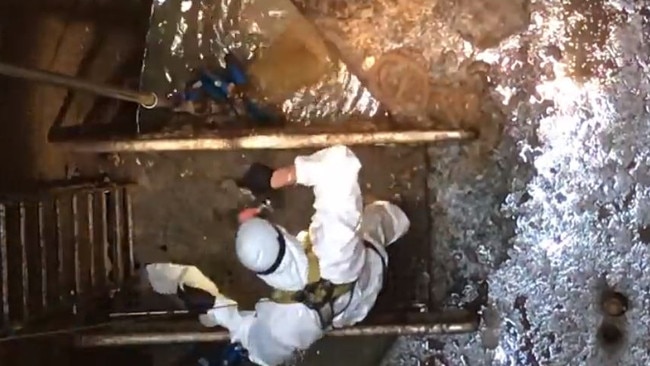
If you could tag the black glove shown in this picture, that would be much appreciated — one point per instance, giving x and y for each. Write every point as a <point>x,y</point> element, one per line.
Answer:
<point>257,179</point>
<point>195,299</point>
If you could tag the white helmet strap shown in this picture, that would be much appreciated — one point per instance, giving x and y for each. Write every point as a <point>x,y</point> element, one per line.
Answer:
<point>281,252</point>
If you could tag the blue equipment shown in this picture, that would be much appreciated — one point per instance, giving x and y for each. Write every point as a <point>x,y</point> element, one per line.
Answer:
<point>227,85</point>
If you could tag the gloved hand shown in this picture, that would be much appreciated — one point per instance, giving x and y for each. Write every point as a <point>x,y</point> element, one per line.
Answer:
<point>196,299</point>
<point>257,179</point>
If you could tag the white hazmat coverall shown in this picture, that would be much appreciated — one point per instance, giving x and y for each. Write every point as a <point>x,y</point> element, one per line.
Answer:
<point>273,331</point>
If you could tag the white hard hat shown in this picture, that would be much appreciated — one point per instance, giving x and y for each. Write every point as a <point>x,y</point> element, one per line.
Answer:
<point>260,246</point>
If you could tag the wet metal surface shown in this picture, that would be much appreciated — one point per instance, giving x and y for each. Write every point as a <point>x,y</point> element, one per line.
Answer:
<point>257,140</point>
<point>559,210</point>
<point>48,253</point>
<point>185,35</point>
<point>453,322</point>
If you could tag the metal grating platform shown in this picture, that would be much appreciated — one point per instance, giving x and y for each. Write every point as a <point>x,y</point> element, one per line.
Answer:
<point>62,251</point>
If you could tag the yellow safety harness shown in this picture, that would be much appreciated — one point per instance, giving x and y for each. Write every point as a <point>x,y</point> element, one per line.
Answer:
<point>319,294</point>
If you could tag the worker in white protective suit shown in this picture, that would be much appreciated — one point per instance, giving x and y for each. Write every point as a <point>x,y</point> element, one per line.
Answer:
<point>326,277</point>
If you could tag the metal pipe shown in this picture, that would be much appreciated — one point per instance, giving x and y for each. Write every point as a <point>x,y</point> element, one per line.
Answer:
<point>43,249</point>
<point>275,140</point>
<point>146,99</point>
<point>118,259</point>
<point>75,241</point>
<point>24,269</point>
<point>467,322</point>
<point>59,250</point>
<point>129,229</point>
<point>3,265</point>
<point>91,236</point>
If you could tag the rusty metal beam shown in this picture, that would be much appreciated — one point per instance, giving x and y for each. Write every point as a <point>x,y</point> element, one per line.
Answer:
<point>276,140</point>
<point>454,322</point>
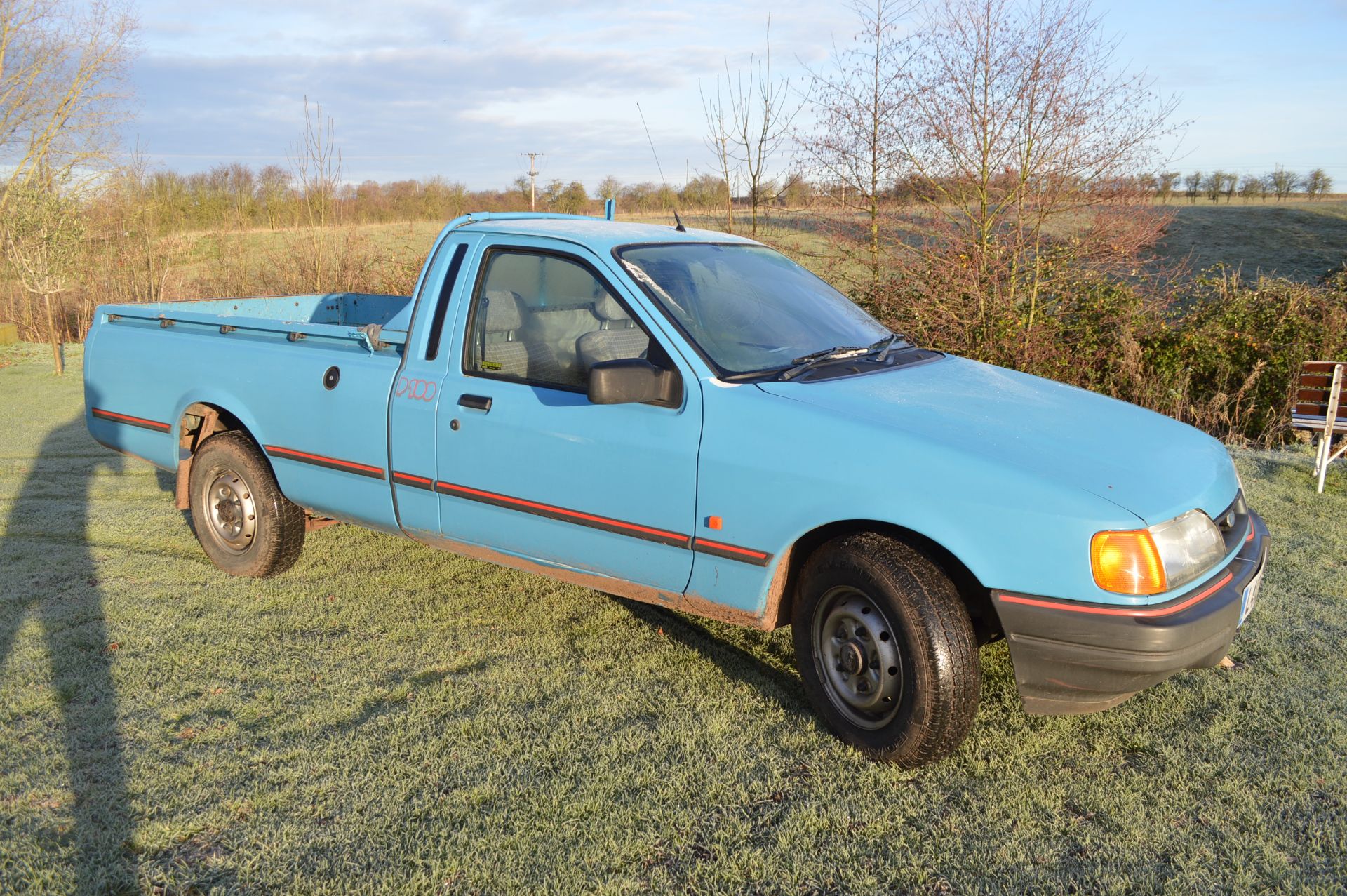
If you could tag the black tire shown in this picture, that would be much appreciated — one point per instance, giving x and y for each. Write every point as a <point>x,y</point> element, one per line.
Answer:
<point>244,523</point>
<point>887,650</point>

■ WORK TO COMPLETE ■
Rewrite all of the material above, switching every "one per line" to "each on its own line" and leaving everything else unchanged. Leave the pictures out of your answer.

■ OUTPUT FOR THIS EXERCISE ■
If you could tag the black glove shown in this picture, that would be much appreciated — one point per instance, giving x and y for each. Write every point as a <point>x,y</point> element, each on its own line.
Answer:
<point>257,179</point>
<point>195,299</point>
If you could tag the white helmet strap shown in this picture, that would be much appreciated — one point per instance, giving x and y for each. Write every point as a <point>x,y</point> element, each on its own line.
Answer:
<point>281,252</point>
If you could tag the blue equipment shown in this picture, that would be much appreciated — one point per instance, giving x and y for each. Write every point as a <point>x,y</point> element, each on its own line.
Answer:
<point>227,85</point>
If you could tag the gloved hand shown in this picture, that would be much appreciated — one point per instance, giving x and y for each. Write every point as a <point>x,y</point> element, each on its own line.
Answer:
<point>196,299</point>
<point>257,179</point>
If you could tag the white hazmat coverall shown in this picture, that would be much appreciated — one point per instance, giving x and y for each. Write every point as a <point>x,y</point> element, each on its own line.
Answer:
<point>273,331</point>
If you could tag the white hard hat shown in this picture, that would be much appreciated — one point per instance, giving x and y for each. Write every point as a <point>x,y</point> element, each on its own line.
Answer:
<point>260,246</point>
If you could tag the wet metal surface shown in this picture, that would be much appreciated — one point per instance, giving x and y for each. Write every point as a <point>x,y</point> element, each on its own line.
Answer:
<point>257,140</point>
<point>559,210</point>
<point>48,253</point>
<point>185,35</point>
<point>453,322</point>
If you could tag the metal grating platform shown in this picture, that would be much appreciated — one point per instance, giving x and y for each. Write every point as a <point>x,y</point> element, each on its own line.
Answer:
<point>62,251</point>
If you could tag the yellow safety harness shown in this picture, that would be much appreciated — one point per instance, giving x and y for each. Write every point as a <point>x,y</point> element, each on its own line.
Answer:
<point>319,294</point>
If you could tag the worker in white protective suit shown in this picture, that would be much appreciated — one point per instance, giving x and y for each. Write every point as a <point>x,y</point> element, each on its own line.
Answer:
<point>326,277</point>
If you could tag the metal pipe shown in this picture, that would be much appreciated — one point per instance, giving x and y for each. Write every point as a <point>x,y</point> element, each on its own line.
Answer:
<point>43,249</point>
<point>275,140</point>
<point>146,99</point>
<point>118,259</point>
<point>75,241</point>
<point>24,269</point>
<point>467,322</point>
<point>59,250</point>
<point>129,229</point>
<point>3,265</point>
<point>91,236</point>
If you could tag the rusty metal beam shown in this picture, that would be much appreciated — one point per instance, giving x and y for each. Write every point as a <point>x,y</point> element, each on its own line.
Answer:
<point>276,140</point>
<point>454,322</point>
If you could tag the black tire shown in this picture, that would be much appreciated — one point per instance, giving x and y for each. Write every point as a <point>x,y</point> element, each on its own line.
Answer:
<point>244,523</point>
<point>887,650</point>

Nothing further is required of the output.